What you should do:
In the answer, give only the lines from the one containing "of the ponytail" to the end of the listing below, each reproduced word for word.

Data for processing:

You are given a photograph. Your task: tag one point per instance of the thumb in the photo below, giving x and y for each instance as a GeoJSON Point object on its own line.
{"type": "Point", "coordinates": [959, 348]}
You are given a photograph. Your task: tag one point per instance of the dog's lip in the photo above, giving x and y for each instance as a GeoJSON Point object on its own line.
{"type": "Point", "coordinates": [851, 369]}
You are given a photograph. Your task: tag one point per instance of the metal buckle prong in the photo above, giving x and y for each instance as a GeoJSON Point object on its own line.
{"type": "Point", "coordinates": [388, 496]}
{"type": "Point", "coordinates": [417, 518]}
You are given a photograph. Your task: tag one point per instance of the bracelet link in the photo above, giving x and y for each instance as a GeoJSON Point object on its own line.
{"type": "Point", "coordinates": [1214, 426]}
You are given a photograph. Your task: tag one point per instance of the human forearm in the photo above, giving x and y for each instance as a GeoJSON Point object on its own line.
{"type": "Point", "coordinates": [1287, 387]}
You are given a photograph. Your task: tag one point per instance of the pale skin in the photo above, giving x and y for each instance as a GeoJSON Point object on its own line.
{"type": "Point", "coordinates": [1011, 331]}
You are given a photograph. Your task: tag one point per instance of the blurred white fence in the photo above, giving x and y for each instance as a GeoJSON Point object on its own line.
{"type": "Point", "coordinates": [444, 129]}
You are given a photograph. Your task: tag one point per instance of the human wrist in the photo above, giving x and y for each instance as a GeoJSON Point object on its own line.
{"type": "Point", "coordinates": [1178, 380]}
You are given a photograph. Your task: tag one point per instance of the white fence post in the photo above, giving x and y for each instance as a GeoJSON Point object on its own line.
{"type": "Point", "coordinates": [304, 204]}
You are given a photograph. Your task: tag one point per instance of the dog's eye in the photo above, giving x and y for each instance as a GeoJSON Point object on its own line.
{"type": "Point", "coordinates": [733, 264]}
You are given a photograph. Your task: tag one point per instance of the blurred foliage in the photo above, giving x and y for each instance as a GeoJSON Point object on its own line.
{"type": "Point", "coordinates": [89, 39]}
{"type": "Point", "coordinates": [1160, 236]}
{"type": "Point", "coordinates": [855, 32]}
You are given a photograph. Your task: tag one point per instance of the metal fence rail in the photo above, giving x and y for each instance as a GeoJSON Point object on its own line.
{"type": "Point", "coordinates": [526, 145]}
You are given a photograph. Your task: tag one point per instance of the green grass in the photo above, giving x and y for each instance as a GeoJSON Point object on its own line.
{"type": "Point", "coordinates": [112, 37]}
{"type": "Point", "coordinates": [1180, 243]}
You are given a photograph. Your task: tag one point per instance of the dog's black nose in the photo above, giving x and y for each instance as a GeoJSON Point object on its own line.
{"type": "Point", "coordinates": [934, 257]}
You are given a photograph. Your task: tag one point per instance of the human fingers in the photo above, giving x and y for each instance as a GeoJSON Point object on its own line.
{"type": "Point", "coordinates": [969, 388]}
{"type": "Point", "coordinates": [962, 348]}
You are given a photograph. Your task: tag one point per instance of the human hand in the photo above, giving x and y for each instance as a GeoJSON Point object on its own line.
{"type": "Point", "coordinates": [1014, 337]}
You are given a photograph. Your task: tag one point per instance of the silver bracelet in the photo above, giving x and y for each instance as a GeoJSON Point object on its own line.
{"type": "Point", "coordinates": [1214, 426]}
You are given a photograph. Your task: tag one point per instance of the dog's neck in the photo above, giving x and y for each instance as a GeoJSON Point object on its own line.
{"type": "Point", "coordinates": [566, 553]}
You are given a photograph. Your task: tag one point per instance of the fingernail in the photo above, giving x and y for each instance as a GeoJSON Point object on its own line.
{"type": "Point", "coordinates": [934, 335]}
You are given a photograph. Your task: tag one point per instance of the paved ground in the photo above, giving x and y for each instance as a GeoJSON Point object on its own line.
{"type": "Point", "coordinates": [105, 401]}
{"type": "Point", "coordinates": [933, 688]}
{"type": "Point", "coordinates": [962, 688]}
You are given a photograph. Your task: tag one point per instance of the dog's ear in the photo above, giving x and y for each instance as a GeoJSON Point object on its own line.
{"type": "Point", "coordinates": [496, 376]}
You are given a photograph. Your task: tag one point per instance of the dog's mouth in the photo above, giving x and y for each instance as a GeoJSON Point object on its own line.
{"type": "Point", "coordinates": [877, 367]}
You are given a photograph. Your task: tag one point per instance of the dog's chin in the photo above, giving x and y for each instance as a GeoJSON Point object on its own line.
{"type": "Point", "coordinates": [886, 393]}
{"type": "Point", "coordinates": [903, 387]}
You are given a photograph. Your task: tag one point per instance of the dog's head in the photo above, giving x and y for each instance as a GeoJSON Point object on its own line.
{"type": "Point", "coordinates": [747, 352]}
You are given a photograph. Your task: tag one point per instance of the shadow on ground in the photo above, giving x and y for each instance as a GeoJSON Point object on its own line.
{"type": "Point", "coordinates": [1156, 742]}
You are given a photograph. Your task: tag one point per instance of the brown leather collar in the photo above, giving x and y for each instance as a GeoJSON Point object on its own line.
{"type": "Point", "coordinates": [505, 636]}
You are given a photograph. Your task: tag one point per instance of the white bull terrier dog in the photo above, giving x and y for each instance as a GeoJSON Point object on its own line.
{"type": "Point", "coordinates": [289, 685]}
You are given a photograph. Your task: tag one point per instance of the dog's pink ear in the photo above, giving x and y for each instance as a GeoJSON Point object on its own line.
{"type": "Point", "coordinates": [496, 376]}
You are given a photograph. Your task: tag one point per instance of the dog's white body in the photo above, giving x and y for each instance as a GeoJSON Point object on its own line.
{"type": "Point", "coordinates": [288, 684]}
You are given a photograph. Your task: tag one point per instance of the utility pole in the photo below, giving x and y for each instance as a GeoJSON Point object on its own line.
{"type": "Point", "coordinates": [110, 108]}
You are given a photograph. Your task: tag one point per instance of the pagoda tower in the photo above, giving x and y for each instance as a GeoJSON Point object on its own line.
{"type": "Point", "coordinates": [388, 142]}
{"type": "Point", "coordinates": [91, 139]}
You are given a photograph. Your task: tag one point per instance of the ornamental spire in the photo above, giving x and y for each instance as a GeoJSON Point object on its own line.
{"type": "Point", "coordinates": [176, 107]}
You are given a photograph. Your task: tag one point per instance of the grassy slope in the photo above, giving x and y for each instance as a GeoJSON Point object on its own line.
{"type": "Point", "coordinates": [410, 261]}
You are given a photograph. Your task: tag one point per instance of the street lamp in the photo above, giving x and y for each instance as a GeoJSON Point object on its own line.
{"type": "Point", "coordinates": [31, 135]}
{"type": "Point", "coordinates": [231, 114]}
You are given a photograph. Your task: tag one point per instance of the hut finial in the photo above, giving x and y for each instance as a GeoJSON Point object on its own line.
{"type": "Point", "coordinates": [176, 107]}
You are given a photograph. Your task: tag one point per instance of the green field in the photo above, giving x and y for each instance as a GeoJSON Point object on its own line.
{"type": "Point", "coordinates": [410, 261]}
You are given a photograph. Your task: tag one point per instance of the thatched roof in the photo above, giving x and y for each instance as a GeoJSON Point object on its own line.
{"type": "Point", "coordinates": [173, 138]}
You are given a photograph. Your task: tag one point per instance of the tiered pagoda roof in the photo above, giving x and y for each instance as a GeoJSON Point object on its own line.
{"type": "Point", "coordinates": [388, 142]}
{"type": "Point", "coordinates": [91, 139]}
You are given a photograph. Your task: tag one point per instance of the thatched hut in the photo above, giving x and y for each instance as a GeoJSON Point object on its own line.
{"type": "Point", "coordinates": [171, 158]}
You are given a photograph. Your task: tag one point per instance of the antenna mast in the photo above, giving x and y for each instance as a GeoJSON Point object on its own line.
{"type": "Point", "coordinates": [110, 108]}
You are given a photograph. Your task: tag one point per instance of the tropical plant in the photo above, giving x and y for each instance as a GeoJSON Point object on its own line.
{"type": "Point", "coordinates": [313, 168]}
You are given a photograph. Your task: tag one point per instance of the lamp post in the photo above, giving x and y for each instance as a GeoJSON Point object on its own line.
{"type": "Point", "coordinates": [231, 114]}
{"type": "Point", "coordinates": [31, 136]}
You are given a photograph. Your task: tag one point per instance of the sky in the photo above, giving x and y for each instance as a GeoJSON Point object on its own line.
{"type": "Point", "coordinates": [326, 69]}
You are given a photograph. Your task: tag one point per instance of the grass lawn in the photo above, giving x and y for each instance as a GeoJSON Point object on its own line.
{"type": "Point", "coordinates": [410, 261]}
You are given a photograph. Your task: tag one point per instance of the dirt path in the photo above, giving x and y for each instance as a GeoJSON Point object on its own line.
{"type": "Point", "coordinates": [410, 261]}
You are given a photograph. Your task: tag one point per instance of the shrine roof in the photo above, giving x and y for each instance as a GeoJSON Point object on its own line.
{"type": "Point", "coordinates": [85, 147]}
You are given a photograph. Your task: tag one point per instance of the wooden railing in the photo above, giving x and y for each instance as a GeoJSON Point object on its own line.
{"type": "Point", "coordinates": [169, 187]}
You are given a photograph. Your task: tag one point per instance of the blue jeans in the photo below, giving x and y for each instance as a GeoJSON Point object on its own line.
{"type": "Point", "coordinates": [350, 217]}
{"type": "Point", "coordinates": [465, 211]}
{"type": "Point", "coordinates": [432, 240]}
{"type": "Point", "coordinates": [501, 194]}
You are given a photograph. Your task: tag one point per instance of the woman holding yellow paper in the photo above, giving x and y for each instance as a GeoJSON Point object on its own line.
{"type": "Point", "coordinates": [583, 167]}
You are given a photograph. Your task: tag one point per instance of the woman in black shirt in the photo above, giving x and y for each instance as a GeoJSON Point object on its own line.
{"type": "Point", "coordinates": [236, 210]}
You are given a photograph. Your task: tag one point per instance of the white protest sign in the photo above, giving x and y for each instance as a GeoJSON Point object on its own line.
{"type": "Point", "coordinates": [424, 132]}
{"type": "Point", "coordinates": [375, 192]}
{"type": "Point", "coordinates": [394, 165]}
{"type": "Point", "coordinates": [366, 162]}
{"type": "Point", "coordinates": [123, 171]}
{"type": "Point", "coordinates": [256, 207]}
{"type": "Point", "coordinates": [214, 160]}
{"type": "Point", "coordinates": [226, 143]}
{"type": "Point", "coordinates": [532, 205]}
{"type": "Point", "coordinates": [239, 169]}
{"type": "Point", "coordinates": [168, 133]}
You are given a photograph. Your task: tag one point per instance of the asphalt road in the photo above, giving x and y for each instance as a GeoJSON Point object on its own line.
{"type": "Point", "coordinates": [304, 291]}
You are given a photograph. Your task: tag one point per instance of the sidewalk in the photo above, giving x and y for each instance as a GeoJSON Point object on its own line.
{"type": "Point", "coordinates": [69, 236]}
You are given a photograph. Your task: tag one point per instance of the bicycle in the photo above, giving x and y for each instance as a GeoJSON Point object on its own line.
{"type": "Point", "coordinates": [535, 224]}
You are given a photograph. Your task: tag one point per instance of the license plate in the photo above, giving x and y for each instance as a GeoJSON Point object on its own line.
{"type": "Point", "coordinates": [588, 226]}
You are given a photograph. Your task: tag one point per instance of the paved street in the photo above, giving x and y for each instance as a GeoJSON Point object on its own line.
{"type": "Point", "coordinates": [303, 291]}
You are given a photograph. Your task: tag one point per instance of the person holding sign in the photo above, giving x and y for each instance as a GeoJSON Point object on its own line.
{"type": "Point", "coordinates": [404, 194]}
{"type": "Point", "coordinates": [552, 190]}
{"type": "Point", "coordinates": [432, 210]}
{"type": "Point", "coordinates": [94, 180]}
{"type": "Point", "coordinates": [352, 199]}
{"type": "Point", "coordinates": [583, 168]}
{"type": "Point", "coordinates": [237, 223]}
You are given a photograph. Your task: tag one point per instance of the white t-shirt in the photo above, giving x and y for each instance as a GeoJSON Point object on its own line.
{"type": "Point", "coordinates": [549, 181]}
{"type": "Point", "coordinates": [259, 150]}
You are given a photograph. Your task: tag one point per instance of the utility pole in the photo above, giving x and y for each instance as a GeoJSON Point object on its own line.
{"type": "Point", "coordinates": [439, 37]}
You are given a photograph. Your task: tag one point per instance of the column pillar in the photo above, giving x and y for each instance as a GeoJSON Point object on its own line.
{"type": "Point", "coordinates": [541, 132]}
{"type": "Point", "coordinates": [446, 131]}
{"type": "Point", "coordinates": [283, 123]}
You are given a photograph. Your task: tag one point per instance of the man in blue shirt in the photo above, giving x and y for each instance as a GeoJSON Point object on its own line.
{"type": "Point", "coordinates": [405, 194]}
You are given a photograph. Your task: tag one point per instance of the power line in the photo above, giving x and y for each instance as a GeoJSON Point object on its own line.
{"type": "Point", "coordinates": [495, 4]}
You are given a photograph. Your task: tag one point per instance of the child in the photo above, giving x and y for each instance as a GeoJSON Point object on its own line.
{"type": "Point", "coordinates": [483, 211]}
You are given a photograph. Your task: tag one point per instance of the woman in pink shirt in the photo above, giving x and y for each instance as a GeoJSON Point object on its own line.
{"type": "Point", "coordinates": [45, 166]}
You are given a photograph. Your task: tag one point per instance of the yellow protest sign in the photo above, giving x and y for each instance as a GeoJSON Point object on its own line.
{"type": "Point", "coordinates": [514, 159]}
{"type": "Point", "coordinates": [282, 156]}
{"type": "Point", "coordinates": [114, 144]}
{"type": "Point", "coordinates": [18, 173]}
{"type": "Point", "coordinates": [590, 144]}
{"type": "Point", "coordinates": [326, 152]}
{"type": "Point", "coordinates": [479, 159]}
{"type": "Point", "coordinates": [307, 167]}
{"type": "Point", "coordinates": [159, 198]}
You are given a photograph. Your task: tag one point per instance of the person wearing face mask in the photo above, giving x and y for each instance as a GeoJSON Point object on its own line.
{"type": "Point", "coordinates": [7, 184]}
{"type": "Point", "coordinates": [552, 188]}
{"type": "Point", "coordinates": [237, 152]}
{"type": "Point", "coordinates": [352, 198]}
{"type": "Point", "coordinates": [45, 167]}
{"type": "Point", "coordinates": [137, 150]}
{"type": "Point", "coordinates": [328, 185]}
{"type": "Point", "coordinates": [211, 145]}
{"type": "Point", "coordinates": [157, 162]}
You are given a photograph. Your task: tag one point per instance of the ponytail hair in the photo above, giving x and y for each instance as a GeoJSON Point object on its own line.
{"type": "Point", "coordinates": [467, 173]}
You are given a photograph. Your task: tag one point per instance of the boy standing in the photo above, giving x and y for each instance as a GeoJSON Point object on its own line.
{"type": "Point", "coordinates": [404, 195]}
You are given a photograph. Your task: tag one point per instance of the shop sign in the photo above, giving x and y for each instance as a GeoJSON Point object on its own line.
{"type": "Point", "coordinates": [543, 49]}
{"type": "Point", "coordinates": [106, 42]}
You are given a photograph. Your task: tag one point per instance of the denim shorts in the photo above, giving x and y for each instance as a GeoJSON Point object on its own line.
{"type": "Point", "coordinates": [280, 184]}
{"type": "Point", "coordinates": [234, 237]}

Completed exercise:
You are given a photograph. Your task: tag one point per instance of the ponytail hair in the photo above, giving x and y for each instance as a GeoJSON Point object on its own line.
{"type": "Point", "coordinates": [467, 173]}
You are given a photograph. Your task: tag one point per instance of the boy standing in the photo above, giving x and y for each instance as a GeoJSON Point object on its own line.
{"type": "Point", "coordinates": [404, 195]}
You are given a photograph. Your task: tag one point per instance of the shop sign in the photo above, giving x and y for each instance as a GeoJSON Point object on its own line.
{"type": "Point", "coordinates": [543, 49]}
{"type": "Point", "coordinates": [106, 42]}
You are given a photograph. Your task: tag one point per instance of the denim shorts in the photo above, giving x and y for each instance as a GeoJSON Point object on its own line.
{"type": "Point", "coordinates": [280, 184]}
{"type": "Point", "coordinates": [234, 237]}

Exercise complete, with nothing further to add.